Travail demandé:
a. Répondez à ces questions d’après le texte sur la loi d’amnistie au Pérou :
(i) Quelle présidente a pris la décision évoquée ?
(ii) Quelle juridiction demandait la suspension de la loi ?
(iii) À quelles catégories de personnes cette loi d’amnistie s’applique-t-elle ?
b. Poursuivez le texte sur la loi d’amnistie au Pérou à la suite de sa dernière phrase.

Imaginez un pays où les cicatrices d’un conflit armé, qui a fait des dizaines de milliers de morts, continuent de diviser la société des décennies plus tard. Au Pérou, une décision récente de la présidente Dina Boluarte a ravivé ces tensions, mettant en lumière un débat brûlant sur la justice, la mémoire et la souveraineté. En rejetant une injonction de la Cour interaméricaine des droits de l’homme (CIDH), qui demandait la suspension d’une loi d’amnistie pour les militaires et policiers, le gouvernement péruvien a provoqué une onde de choc. Cette loi, au cœur d’une controverse internationale, soulève une question essentielle : comment concilier la quête de paix avec le besoin de justice pour les victimes ?

Lignes:

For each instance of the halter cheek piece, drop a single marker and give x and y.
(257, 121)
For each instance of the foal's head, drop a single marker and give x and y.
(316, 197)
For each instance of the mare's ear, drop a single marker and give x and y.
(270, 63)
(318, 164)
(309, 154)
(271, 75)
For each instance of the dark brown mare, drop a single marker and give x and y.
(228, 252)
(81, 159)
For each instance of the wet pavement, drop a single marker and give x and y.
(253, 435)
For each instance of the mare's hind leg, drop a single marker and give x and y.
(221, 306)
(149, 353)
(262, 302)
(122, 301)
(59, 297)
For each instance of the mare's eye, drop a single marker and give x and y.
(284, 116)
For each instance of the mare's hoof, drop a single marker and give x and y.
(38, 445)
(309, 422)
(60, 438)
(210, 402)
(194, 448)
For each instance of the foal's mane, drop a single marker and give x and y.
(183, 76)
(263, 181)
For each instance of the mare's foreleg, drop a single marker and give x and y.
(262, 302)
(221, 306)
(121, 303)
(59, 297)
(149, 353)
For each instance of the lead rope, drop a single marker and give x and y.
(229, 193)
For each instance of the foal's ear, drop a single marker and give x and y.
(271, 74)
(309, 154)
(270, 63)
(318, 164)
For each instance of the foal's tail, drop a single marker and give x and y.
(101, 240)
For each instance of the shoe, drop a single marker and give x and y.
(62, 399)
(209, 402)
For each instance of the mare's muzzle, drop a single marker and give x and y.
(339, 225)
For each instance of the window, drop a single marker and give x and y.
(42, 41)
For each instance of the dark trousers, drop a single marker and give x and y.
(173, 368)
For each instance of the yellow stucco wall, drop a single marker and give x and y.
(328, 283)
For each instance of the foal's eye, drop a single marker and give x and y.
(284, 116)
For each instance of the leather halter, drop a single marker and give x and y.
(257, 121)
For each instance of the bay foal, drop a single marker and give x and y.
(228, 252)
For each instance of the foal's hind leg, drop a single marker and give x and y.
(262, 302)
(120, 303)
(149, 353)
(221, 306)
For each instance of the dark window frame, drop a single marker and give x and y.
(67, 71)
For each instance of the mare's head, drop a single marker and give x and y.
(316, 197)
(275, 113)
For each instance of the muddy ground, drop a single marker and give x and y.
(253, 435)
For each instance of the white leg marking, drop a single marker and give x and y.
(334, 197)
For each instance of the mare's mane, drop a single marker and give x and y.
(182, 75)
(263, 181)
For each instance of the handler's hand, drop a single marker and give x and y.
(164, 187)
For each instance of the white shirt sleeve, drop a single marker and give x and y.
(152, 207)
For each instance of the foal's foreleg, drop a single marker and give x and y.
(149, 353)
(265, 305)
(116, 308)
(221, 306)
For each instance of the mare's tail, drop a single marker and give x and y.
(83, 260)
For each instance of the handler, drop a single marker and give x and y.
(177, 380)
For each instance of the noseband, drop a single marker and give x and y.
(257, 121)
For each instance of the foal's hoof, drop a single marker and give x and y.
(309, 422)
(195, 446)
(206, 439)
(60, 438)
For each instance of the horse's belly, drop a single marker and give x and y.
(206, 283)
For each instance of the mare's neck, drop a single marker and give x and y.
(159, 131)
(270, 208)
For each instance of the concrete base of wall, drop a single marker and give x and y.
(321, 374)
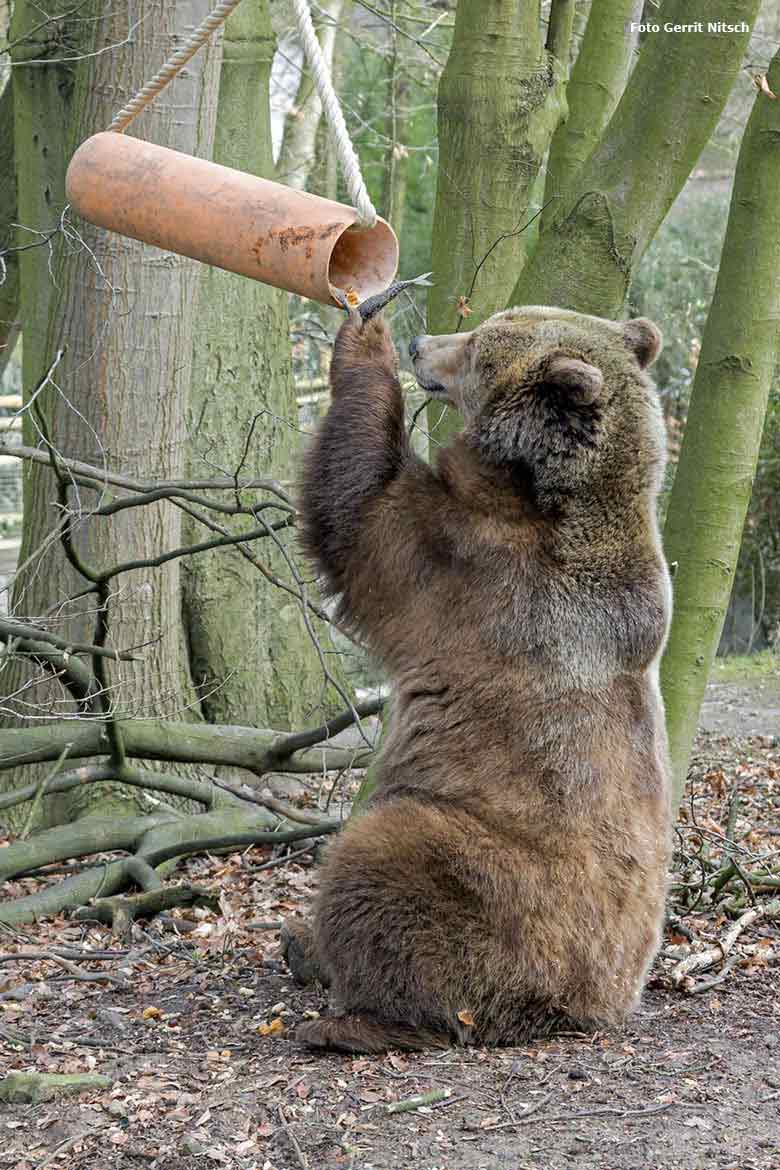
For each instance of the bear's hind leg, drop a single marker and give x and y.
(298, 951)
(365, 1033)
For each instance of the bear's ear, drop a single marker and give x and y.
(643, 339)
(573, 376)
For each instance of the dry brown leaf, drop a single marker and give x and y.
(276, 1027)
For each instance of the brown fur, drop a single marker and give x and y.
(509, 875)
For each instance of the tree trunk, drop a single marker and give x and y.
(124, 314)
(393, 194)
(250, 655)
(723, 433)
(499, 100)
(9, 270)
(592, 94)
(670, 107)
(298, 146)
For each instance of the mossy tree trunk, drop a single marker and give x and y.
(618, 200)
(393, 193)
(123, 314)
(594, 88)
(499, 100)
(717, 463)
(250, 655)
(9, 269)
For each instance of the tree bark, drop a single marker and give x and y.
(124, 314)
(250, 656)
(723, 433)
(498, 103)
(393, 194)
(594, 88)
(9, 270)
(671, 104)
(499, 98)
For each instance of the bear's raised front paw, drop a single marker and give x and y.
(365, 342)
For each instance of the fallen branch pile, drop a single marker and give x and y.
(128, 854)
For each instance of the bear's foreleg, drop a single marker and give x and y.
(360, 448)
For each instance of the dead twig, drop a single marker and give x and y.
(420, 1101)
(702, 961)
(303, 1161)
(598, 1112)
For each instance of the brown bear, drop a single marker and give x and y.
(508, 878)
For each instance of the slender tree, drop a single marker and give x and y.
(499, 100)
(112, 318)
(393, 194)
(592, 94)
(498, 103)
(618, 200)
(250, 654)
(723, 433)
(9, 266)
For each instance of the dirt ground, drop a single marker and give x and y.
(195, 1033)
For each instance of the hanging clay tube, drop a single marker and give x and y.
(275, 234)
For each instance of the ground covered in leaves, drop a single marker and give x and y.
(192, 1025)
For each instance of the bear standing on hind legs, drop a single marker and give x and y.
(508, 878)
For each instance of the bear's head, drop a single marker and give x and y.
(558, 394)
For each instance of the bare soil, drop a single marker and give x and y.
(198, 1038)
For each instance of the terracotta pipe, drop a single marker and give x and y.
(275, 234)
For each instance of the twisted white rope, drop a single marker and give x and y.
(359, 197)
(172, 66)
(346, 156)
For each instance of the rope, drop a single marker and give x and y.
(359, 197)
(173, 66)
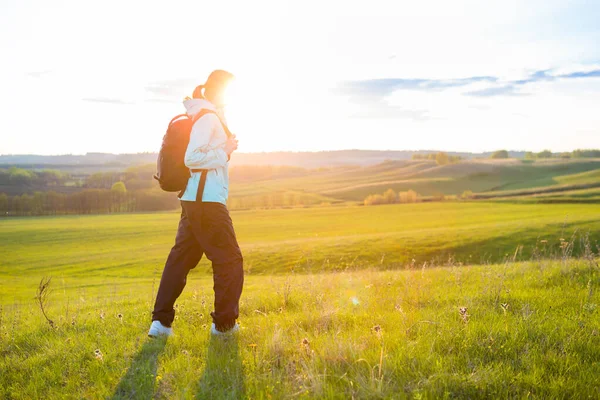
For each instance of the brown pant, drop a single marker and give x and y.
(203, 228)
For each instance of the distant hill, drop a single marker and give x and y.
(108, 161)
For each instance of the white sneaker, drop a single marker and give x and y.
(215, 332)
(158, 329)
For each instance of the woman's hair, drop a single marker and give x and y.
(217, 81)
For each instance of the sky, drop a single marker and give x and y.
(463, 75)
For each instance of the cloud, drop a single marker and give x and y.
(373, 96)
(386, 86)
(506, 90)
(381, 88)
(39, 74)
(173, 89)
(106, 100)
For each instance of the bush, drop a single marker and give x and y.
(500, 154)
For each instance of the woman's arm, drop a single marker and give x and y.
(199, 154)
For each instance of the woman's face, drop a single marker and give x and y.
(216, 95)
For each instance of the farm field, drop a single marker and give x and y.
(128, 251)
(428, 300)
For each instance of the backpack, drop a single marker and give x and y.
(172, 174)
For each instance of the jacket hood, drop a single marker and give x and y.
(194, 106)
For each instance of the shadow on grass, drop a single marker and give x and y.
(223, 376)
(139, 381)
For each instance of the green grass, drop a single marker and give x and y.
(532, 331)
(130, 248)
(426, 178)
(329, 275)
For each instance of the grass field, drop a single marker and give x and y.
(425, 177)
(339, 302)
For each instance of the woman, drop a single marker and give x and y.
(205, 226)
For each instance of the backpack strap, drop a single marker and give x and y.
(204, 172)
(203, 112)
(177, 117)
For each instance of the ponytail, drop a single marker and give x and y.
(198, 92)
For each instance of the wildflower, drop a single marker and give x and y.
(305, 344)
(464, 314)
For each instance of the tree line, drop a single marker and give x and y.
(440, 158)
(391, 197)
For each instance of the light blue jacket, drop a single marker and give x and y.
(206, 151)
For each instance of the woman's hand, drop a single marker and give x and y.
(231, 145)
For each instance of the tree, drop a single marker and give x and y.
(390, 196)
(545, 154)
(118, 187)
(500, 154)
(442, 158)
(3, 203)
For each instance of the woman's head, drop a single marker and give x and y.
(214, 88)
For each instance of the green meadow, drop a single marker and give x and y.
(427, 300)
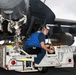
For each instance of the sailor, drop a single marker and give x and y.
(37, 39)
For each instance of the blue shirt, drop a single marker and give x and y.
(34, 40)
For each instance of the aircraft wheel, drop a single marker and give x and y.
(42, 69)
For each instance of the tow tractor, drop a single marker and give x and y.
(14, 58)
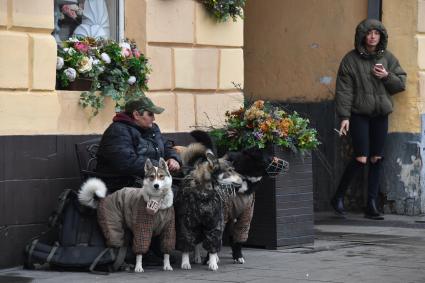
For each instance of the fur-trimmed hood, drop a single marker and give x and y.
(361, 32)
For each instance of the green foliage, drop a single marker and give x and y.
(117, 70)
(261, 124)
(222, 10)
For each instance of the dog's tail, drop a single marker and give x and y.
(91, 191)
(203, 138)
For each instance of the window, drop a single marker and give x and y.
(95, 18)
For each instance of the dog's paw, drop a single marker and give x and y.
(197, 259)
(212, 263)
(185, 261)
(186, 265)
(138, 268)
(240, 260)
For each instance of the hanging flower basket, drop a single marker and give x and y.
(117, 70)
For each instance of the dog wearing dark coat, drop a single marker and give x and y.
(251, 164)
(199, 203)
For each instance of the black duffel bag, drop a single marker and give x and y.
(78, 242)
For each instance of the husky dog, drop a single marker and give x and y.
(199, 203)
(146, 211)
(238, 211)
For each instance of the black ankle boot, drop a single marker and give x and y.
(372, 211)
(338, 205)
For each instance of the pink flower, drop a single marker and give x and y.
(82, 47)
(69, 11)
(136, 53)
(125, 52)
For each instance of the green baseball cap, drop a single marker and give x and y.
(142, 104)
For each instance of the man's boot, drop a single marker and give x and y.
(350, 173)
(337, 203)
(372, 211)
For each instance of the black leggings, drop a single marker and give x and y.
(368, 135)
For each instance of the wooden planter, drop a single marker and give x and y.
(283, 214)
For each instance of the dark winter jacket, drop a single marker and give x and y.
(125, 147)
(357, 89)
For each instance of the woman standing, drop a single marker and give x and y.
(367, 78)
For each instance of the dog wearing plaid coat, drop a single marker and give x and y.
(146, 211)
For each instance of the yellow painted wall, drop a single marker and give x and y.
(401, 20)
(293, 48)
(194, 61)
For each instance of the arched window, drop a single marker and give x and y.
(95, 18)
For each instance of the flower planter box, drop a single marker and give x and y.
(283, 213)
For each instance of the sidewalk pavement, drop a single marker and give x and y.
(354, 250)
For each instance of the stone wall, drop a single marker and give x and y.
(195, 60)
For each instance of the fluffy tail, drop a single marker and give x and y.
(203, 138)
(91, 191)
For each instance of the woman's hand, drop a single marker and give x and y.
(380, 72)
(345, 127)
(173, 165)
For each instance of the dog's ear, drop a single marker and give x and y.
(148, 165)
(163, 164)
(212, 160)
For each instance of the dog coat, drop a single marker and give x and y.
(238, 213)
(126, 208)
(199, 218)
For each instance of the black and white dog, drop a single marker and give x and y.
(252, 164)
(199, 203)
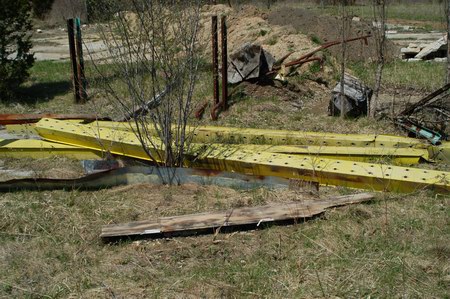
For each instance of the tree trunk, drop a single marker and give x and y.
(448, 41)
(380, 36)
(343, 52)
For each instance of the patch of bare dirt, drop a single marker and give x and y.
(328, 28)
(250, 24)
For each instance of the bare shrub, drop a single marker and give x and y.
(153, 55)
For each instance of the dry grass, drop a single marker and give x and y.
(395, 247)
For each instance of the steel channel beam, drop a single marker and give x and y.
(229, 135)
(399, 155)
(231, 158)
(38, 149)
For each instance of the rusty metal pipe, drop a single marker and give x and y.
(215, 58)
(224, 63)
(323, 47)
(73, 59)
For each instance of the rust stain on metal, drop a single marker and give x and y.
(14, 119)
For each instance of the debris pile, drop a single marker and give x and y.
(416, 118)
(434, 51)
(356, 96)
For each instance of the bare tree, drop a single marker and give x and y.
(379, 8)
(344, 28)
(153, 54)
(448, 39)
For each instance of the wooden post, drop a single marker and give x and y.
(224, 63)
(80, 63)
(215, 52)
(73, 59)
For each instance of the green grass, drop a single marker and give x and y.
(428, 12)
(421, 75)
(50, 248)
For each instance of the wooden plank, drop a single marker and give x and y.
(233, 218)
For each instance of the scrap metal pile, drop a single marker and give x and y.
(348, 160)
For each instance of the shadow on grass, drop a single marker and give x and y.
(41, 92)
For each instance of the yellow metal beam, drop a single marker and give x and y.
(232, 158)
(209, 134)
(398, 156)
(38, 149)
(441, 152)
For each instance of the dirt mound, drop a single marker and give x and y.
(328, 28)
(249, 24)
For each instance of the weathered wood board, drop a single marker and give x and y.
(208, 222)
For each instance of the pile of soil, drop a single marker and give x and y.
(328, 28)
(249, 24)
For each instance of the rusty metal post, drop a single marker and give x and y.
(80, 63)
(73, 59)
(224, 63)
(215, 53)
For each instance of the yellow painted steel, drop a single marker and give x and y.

Réponses par tâche:
a.
(i) Dina Boluarte.
(ii) La Cour interaméricaine des droits de l’homme (CIDH).
(iii) Aux militaires et aux policiers.

b.
Une Loi Controversée au Cœur du Débat
Le 9 juillet 2025, le Congrès péruvien a adopté une loi visant à accorder l’amnistie à des membres des forces de sécurité accusés de violations des droits humains entre 1980 et 2000. Cette période, marquée par un conflit armé sanglant entre l’État et des groupes comme le Sentier lumineux, a laissé des blessures profondes. La loi, qui attend encore la promulgation de la présidente, vise à protéger les militaires et policiers poursuivis pour des actes commis dans le cadre de la lutte contre ces insurrections. Mais pour beaucoup, elle représente une menace pour la justice et la mémoire collective.
La Cour interaméricaine des droits de l’homme, une institution clé de l’Organisation des États américains (OEA), est entrée dans la danse le 24 juillet. Dans une décision sans équivoque, elle a ordonné au Pérou de suspendre immédiatement le processus législatif et, si la loi était promulguée, de s’abstenir de l’appliquer. La CIDH souhaite analyser l’impact de cette législation sur les droits des victimes, qui pourraient voir leurs espoirs de justice s’évanouir.
Le Rejet de la Présidente : Un Acte de Souveraineté ?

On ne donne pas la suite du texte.